# Task details:
Reproduce the records below word for word, with the pictures left out.

>>>

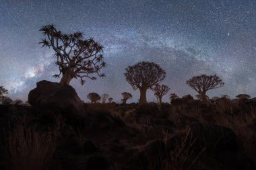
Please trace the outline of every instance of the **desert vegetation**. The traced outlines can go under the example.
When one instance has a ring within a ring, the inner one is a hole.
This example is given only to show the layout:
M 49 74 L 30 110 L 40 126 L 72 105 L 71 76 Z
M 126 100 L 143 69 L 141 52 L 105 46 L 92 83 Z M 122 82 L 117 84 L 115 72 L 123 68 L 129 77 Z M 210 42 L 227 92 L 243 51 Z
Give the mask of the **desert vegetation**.
M 104 76 L 102 46 L 53 25 L 40 31 L 46 37 L 42 46 L 55 52 L 55 76 L 61 81 L 38 82 L 28 94 L 30 105 L 3 102 L 8 91 L 0 87 L 1 169 L 255 169 L 255 98 L 210 99 L 206 92 L 224 83 L 216 75 L 201 75 L 184 83 L 198 99 L 171 91 L 170 102 L 164 103 L 171 89 L 160 84 L 166 73 L 143 61 L 124 73 L 140 91 L 138 103 L 127 103 L 129 92 L 121 93 L 121 103 L 96 92 L 84 103 L 69 83 Z M 148 89 L 158 103 L 147 103 Z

<<<

# The output:
Please trace the outline of every instance of the **desert vegetation**. The traced outlines can go under the example.
When one instance has a ring within a ring, the inner one is a hole.
This example is given only to show the layout:
M 49 74 L 30 110 L 40 126 L 72 105 L 71 76 Z
M 126 100 L 143 69 L 141 52 L 105 46 L 92 83 Z M 122 82 L 117 84 L 115 72 L 123 68 L 129 77 Z M 210 42 L 227 92 L 243 51 Z
Give the mask of the **desert vegetation**.
M 104 76 L 102 46 L 53 25 L 40 31 L 46 37 L 42 46 L 55 52 L 55 76 L 61 81 L 38 82 L 28 94 L 30 105 L 3 102 L 8 91 L 0 87 L 1 169 L 255 169 L 255 98 L 210 99 L 206 92 L 224 83 L 216 75 L 201 75 L 184 83 L 198 99 L 171 91 L 170 102 L 164 103 L 171 89 L 160 84 L 166 73 L 143 61 L 124 73 L 140 91 L 138 103 L 127 103 L 129 92 L 121 93 L 121 103 L 96 92 L 84 103 L 69 83 Z M 148 89 L 158 103 L 147 103 Z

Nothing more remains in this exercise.